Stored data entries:

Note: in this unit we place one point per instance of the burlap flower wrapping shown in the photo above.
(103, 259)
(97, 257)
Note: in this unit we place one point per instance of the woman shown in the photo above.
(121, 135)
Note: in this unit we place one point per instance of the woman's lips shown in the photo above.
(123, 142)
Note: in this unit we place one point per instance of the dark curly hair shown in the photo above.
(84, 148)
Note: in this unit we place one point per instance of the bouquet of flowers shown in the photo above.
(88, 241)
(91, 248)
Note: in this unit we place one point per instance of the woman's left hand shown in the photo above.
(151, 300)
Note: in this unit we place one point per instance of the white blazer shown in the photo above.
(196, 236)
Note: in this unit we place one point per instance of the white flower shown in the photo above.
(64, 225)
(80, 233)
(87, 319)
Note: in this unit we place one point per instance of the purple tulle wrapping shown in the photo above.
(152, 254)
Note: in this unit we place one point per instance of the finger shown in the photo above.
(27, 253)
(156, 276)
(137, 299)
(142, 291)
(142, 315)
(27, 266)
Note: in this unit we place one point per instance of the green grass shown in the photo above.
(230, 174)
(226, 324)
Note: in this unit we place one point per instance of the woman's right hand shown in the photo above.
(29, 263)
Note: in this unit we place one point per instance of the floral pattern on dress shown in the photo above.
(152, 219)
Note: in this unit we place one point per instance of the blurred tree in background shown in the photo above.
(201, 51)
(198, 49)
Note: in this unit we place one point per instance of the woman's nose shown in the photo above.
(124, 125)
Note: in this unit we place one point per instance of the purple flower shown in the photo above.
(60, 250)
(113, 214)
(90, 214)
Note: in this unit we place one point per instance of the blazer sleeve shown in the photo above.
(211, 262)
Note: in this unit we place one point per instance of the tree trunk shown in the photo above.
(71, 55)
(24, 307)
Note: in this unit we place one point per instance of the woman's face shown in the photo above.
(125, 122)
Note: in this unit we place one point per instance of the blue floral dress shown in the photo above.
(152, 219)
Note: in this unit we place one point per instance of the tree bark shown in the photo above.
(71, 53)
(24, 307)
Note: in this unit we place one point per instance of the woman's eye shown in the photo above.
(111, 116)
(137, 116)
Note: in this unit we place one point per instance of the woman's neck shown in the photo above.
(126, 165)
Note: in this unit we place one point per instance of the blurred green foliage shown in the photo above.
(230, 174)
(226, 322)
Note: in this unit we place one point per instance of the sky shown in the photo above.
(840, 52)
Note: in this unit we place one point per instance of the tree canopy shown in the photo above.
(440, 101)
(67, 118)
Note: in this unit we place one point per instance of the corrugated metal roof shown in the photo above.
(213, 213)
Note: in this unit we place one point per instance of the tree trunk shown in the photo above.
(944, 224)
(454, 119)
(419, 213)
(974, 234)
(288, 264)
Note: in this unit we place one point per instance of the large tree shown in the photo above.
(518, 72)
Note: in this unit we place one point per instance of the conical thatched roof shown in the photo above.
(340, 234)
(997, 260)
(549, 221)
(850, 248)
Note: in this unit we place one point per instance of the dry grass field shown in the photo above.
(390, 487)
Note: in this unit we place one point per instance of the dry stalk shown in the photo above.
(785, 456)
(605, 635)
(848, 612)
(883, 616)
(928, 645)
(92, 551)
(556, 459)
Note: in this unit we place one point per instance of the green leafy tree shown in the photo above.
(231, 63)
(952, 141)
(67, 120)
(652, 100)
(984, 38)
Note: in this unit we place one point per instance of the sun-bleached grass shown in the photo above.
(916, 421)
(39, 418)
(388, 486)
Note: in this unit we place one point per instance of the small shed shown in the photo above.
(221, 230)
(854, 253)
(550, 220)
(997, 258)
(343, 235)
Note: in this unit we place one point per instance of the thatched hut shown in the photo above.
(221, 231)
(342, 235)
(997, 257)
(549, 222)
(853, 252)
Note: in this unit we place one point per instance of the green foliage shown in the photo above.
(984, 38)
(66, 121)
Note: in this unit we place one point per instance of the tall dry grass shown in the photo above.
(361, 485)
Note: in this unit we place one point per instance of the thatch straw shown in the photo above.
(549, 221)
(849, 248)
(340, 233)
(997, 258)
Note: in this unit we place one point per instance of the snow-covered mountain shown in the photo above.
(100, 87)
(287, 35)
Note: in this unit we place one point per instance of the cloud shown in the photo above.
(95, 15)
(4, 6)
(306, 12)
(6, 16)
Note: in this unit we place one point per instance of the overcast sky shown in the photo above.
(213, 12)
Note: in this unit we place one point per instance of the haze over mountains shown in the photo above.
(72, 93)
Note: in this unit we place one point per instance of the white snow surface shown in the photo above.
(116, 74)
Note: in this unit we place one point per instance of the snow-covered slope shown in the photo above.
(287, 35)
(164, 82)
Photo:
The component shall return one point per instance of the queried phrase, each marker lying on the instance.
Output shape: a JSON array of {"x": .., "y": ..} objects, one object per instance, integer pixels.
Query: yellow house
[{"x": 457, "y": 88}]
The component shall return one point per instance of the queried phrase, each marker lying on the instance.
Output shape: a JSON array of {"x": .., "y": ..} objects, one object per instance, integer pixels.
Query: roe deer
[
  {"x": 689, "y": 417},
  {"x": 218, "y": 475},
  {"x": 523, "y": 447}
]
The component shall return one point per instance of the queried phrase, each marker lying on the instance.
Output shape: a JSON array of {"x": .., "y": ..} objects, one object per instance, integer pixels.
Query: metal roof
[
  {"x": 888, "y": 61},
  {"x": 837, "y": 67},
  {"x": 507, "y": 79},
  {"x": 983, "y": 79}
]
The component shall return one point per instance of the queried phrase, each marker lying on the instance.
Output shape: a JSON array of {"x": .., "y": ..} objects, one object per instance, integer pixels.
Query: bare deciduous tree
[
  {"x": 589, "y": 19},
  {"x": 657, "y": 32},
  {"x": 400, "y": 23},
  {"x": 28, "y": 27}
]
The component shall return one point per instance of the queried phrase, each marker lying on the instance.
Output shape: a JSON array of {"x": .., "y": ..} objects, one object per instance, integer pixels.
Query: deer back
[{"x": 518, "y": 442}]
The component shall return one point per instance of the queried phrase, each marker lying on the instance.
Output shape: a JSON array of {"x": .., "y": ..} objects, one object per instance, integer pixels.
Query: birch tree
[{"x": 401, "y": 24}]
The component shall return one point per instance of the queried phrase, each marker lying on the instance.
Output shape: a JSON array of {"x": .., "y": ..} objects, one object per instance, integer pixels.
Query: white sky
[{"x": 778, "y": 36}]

_Task item:_ An exact reproduction of the data is required. Leave nothing out.

_Result of this exercise:_
Note: in this unit we place one point per instance of the burlap flower wrapping shown in the photo above.
(103, 259)
(97, 257)
Note: in this unit we place one point per instance of the woman shown in the photo above.
(121, 135)
Note: in this unit we place one point per instance of the woman's lips shown in the photo above.
(123, 142)
Note: in this unit we place one point per instance of the dark curly hair shown in the photo above.
(84, 148)
Note: in this unit we place one point per instance of the bouquet of flowers shown in the photo above.
(88, 241)
(91, 248)
Note: in this unit we place one point per instance of the woman's left hand shown in the photo above.
(151, 300)
Note: in this unit we place one point per instance of the white blazer shown in the photo above.
(196, 236)
Note: in this unit we place one point per instance of the white flower shown in the photo above.
(64, 225)
(80, 233)
(87, 319)
Note: in this unit we place one point per instance of the purple tulle wrapping shown in the photo above.
(152, 254)
Note: in this unit we place one point per instance of the finger shown in the photo above.
(27, 253)
(156, 276)
(137, 299)
(142, 291)
(142, 315)
(27, 266)
Note: in this unit we place one point per instance of the green grass shown in the photo above.
(230, 174)
(226, 324)
Note: in this unit we place one point per instance of the woman's right hand shown in the photo above.
(29, 263)
Note: in this unit we place one point per instance of the floral pattern on dress shown in the photo above.
(152, 219)
Note: in this unit we place one point per instance of the blurred tree in background shown in the photo above.
(201, 51)
(198, 49)
Note: in this unit we place one point per instance of the woman's nose shown in the photo above.
(124, 125)
Note: in this unit we place one point per instance of the purple flower shown in the photo above.
(60, 250)
(113, 214)
(90, 214)
Note: in this unit we place one point per instance of the blazer sleeve shown in the photo above.
(211, 262)
Note: in this unit we place one point per instance of the tree trunk shown in the photo above.
(71, 55)
(24, 307)
Note: in this unit we place one point per instance of the woman's face shown in the photo above.
(125, 122)
Note: in this unit we place one point per instance of the blue floral dress shown in the photo above.
(152, 219)
Note: in this unit we place one point per instance of the tree bark shown in the photo above.
(71, 53)
(24, 307)
Note: in this unit we place one point per instance of the woman's eye shown in the photo above.
(111, 116)
(137, 116)
Note: in this unit we place one point per instance of the woman's neck shown in the photo above.
(126, 165)
Note: in this unit we place one point per instance of the blurred green foliage shown in the photo above.
(230, 174)
(226, 322)
Note: in this unit we place one point per instance of the sky shown in the photo above.
(840, 52)
Note: in this unit we place one point per instance of the tree canopy shown in the photo above.
(440, 101)
(67, 118)
Note: in this unit we place one point per instance of the corrugated metal roof shown in the photo above.
(213, 213)
Note: in this unit we place one point per instance of the tree trunk shown in the photo above.
(944, 224)
(454, 119)
(419, 213)
(974, 234)
(288, 264)
Note: in this unit we place one point per instance of the large tree shown in the photo above.
(518, 72)
Note: in this unit we place one point per instance of the conical thatched roof shown in the photo above.
(340, 234)
(997, 260)
(549, 221)
(850, 248)
Note: in this unit we place one point per instance of the dry grass field shown in the photo above.
(390, 487)
Note: in this unit we place one point per instance of the dry stalk shown in the photo above.
(785, 456)
(605, 635)
(848, 612)
(883, 616)
(928, 645)
(92, 551)
(556, 459)
Note: in this unit we place one point per instance of the green leafy tree shown in the photo above.
(231, 63)
(952, 141)
(67, 120)
(652, 100)
(984, 38)
Note: in this unit we place one point per instance of the sun-bleached grass shown in the photo above.
(916, 421)
(39, 418)
(388, 486)
Note: in this unit we place one point per instance of the small shed shown in the photo above.
(221, 230)
(854, 253)
(550, 220)
(997, 258)
(343, 235)
Note: in this unit we place one point per instance of the thatched hut shown in the photo above.
(221, 231)
(342, 235)
(997, 257)
(549, 222)
(853, 252)
Note: in this unit we place one point per instance of the green foliage shown in the photo above.
(984, 38)
(66, 121)
Note: in this unit we place one point per instance of the tall dry grass shown in the photo above.
(361, 485)
Note: in this unit we place one point per instance of the thatch straw shown in the photo above.
(549, 221)
(849, 248)
(340, 233)
(997, 258)
Note: in this unit we place one point per instance of the snow-covered mountain shown in the photo above.
(100, 87)
(287, 35)
Note: in this unit we place one point per instance of the cloud shown in the photo above.
(95, 15)
(4, 6)
(306, 12)
(6, 16)
Note: in this unit we place one point per instance of the overcast sky shown in the photo above.
(213, 12)
Note: in this unit we place one point per instance of the haze over mountains shown in the photo above.
(72, 93)
Note: in this unit we place one point per instance of the white snow surface shown in the photo above.
(116, 74)
Note: in this unit we place one point per instance of the snow-covered slope shown in the photo above.
(287, 35)
(164, 82)
Photo:
The component shall return one point per instance of the queried phrase, each marker lying on the instance.
Output shape: a JSON array of {"x": .., "y": ..} objects, one object per instance, integer pixels.
Query: yellow house
[{"x": 457, "y": 88}]
The component shall return one point per instance of the queried phrase, each marker lying on the instance.
Output shape: a JSON array of {"x": .., "y": ..} objects, one object per instance, integer pixels.
Query: roe deer
[
  {"x": 689, "y": 417},
  {"x": 218, "y": 475},
  {"x": 523, "y": 447}
]
The component shall return one point per instance of the queried phrase, each marker lying on the instance.
Output shape: a JSON array of {"x": .., "y": ..} objects, one object per instance, integer pixels.
Query: metal roof
[
  {"x": 888, "y": 61},
  {"x": 837, "y": 67},
  {"x": 507, "y": 79},
  {"x": 983, "y": 79}
]
The component shall return one point per instance of the queried phrase, each marker lying on the instance.
Output shape: a JSON array of {"x": .., "y": ..} objects, one object per instance, integer pixels.
Query: bare deciduous tree
[
  {"x": 589, "y": 19},
  {"x": 657, "y": 32},
  {"x": 400, "y": 23},
  {"x": 28, "y": 27}
]
The component shall return one point per instance of the queried phrase, each marker lying on the instance.
Output shape: a JSON array of {"x": .., "y": ..} objects, one object per instance, integer pixels.
Query: deer back
[{"x": 518, "y": 442}]
The component shall return one point per instance of the queried phrase, each marker lying on the instance.
Output shape: a JSON array of {"x": .., "y": ..} objects, one object per instance, integer pixels.
Query: birch tree
[{"x": 401, "y": 24}]
The component shall return one point per instance of the queried phrase, each marker lying on the instance.
Output shape: a JSON array of {"x": .., "y": ..} objects, one object per instance, integer pixels.
Query: white sky
[{"x": 778, "y": 36}]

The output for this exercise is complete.